-------- Document extract --------
CSW Monthly Meeting – April 6, 2022, 7:00-8:30 p.m. (ET) – featuring presentation of Hillebrand Prize, Gordon Award, and ACS Volunteer of the Year Award – recording is now available!

7:00 – 7:30 pm: Recognition of the Gordon Award and ACS Volunteer of the Year Award
7:30 – 8:30 pm: Recognition of the Hillebrand Prize and awardee’s presentation

Dr. Marino will present, “Biophysical Measurement Innovation and its Centrality to Advancing Biotechnology

This meeting is over — View the recording

Sara Orski, PhD
Charles L. Gordon Memorial Award  

Dr. Sara Orski is recognized for her exemplary service to the profession of chemistry and to the Chemical Society of Washington. She has been a member of the Board of Managers since 2015 and has served as YCC Chair, and is currently a Councilor as well as the Publications committee chair. She is also an active member of the ACS Committee for Environmental Improvement (CEI) (2019-) and is a current program chair for the ACS Division of Polymer Chemistry (POLY).

Kim Morehouse, PhD
ACS Volunteer of the Year Award

Dr. Kim Morehouse has been the driving force behind the Chemical Society of Washington’s annual Chemists Celebrate Earth Week (CCEW) and National Chemistry Week (NCW) activities for the past 16 and 18 years, respectively.  His efforts have impacted at least 3000 people in the past 5 years.  He also ran the biannual illustrated poem contests (for K-12 students) for CCEW and NCW, actively recruited volunteers for the outreach activities, planned and prepared materials for demos and take-home bags, and partnered with other organizations for a broader participation.  Kim has been instrumental in the success of these annual outreach events.
-------- Data provided --------
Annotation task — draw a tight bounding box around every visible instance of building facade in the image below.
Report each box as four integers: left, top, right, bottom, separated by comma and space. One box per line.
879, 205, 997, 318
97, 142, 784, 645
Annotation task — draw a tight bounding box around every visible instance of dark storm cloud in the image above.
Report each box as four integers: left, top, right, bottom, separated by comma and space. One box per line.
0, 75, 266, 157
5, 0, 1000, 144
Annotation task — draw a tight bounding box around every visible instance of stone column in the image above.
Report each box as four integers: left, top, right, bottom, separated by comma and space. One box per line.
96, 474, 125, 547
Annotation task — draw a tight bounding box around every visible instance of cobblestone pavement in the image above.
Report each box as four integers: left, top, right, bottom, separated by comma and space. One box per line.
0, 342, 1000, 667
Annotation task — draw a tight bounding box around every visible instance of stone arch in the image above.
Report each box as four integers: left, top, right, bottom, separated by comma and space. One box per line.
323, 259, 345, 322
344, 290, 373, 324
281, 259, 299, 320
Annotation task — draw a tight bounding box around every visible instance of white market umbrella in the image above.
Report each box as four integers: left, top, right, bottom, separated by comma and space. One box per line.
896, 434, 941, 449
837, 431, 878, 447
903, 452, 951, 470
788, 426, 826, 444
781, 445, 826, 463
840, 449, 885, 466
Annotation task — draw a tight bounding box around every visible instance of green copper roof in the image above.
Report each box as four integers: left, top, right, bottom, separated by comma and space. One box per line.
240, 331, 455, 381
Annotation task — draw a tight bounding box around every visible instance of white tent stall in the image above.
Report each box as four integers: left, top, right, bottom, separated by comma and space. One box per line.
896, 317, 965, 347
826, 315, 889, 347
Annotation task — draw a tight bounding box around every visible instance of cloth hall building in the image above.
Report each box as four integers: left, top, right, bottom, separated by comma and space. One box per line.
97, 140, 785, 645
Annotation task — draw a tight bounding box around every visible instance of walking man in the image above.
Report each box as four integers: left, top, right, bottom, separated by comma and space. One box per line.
--------
(Brief 1) Summarize the CSW meeting announcement in two sentences.
(Brief 2) Extend the CSW meeting announcement, starting after its final sentence.

(Response area 1) The CSW monthly meeting on April 6, 2022, recognized the Gordon Award, the ACS Volunteer of the Year Award, and the Hillebrand Prize, with a presentation by Dr. Marino, and its recording is now available. Dr. Sara Orski received the Charles L. Gordon Memorial Award for her exemplary service to chemistry and the Chemical Society of Washington, and Dr. Kim Morehouse received the ACS Volunteer of the Year Award for leading the society's Chemists Celebrate Earth Week and National Chemistry Week activities for many years.

(Response area 2)
John P. Marino, PhD
Hillebrand Prize

Dr. John Marino is recognized for groundbreaking contributions to the field of biophysical characterization by high-resolution NMR and development of engineered protein reagents for next-gen proteomic measurements.

Dr. Marino will present, “Biophysical Measurement Innovation and its Centrality to Advancing Biotechnology

Dr. John P. Marino currently serves as Co-Director of the Institute for Bioscience and Biotechnology Research (IBBR), a joint research institute of the University of Maryland and NIST and the Group Leader of the NIST Biomolecular Structure & Function Group at IBBR.  He is also appointed Adjunct Professor in the Department of Chemistry and Biochemistry and is a member of the Molecular and Cell Biology Program at the University of Maryland.  Prior to coming to NIST and the University of Maryland in 1997, Dr. Marino completed an A.B in Chemistry from Princeton University in 1989 and a Ph.D. in Chemistry from Yale University in 1995.  He then held an Alexander von Humboldt post-doctoral fellowship for two years at the Goethe Universität in Frankfurt, Germany.   Over his career, his research has involved the application of Nuclear Magnetic Resonance (NMR) and other biophysical methods to advance precision measurement of proteins and nucleic acids, with a particular focus on applications to therapeutics and vaccines.  He has co-authored over 90 papers and 4 patent applications.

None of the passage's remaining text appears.